**Goal of the exercise**
Write the lines below as a JSON list of strings, one string per line and no blank lines, starting at the line with "Would you mind spotting the riverbank" and ending with the line with "<point>267,474</point>", which is included.
>> BEGIN Exercise input
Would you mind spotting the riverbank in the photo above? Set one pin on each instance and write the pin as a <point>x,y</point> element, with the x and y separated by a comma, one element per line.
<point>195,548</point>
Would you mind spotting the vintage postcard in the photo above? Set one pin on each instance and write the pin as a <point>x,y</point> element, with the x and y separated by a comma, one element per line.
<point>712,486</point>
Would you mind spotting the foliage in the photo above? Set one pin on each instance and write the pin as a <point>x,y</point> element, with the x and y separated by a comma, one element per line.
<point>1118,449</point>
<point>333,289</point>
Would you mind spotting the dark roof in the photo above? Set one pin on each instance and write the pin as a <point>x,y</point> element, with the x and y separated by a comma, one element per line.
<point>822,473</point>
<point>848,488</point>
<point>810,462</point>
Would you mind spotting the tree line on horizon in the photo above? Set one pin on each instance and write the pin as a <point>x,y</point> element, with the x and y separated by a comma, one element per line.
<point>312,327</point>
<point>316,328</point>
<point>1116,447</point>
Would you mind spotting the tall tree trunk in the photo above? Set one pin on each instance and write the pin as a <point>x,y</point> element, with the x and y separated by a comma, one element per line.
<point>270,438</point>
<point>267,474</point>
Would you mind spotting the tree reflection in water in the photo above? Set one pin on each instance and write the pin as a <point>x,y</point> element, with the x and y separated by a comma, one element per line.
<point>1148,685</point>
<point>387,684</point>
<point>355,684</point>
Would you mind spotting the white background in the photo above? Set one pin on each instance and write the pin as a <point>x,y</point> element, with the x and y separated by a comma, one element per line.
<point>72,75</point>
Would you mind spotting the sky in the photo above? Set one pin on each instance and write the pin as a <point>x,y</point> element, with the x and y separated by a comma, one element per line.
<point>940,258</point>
>> END Exercise input
>> BEGIN Exercise input
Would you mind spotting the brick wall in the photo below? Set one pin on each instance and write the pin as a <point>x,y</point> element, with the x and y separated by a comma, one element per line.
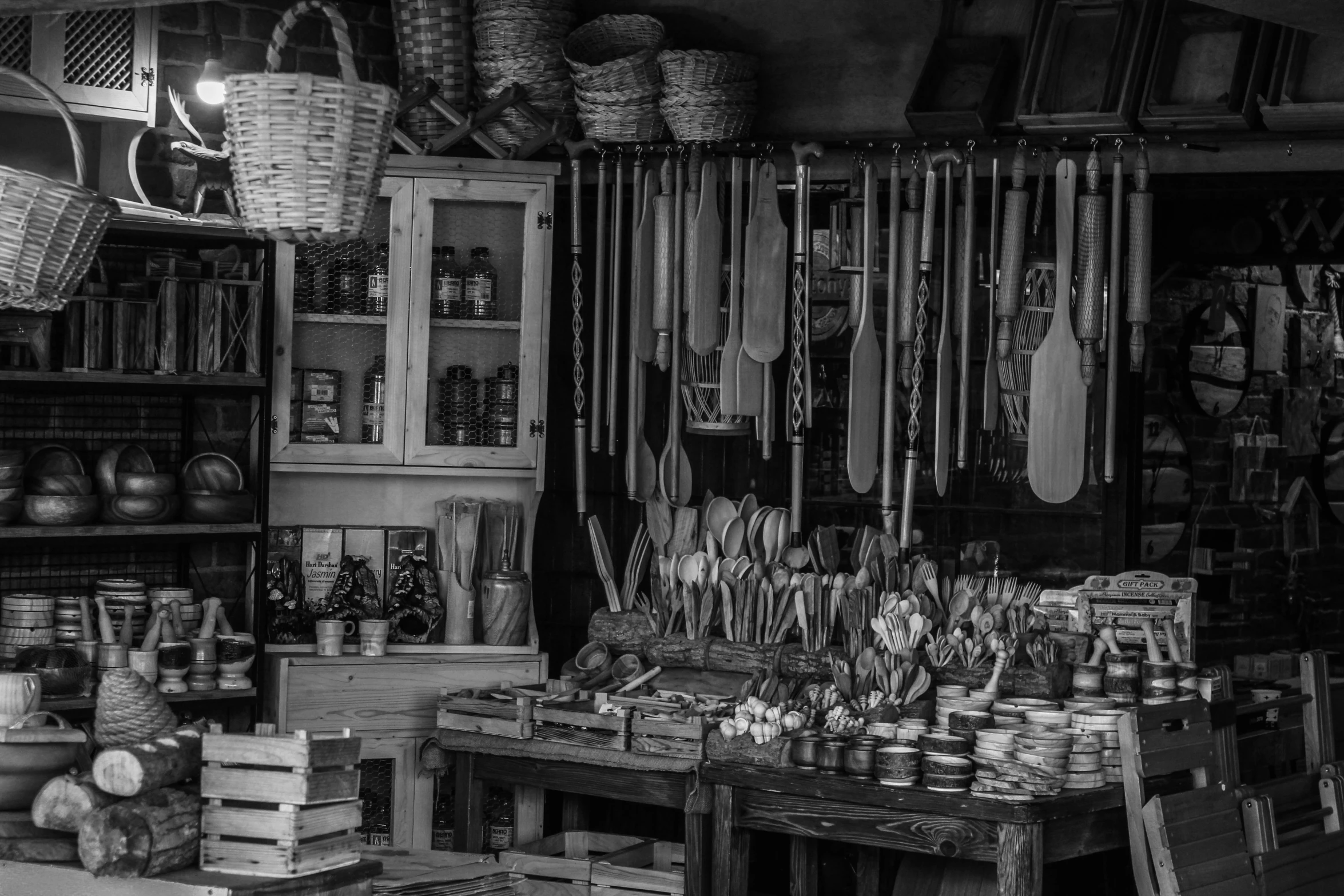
>> END Exercise input
**Solution**
[
  "Would you mind spotting the riverbank in the photo above? Set one pin on each instance and write the pin as a <point>x,y</point> element, with the x and y separated by a comma, one element per line.",
  "<point>195,548</point>",
  "Would you mind spotting the vintage postcard in the photo above? Set one pin on each instance and write the pin as a <point>x,y</point> element, with the x and y separated by a comma, one element per line.",
  "<point>712,486</point>",
  "Would you mind spotting the foliage in the photo above? Set one pin on each instance and write the pin as a <point>x,y</point> element, with the x and y separated by a comma, one element per line.",
  "<point>1118,449</point>",
  "<point>333,289</point>",
  "Would you mind spotting the dark roof in the photo above? Set one pin on each instance and write the pin as a <point>x,y</point> element, with the x and y separated by a comma, one element per line.",
  "<point>822,473</point>",
  "<point>848,488</point>",
  "<point>810,462</point>",
  "Would you mind spotting the tree line on horizon in the photo above? Set one pin on each instance and write the pin as a <point>x,y</point> element, with the x and y separated by a comma, one element per line.",
  "<point>312,327</point>",
  "<point>316,328</point>",
  "<point>1116,447</point>",
  "Would you mind spotting the tall tree trunk in the photo above? Set one pin on each instance and write the pin as a <point>x,y</point> element, with the x and y separated by a comma, one element per line.",
  "<point>270,438</point>",
  "<point>267,474</point>"
]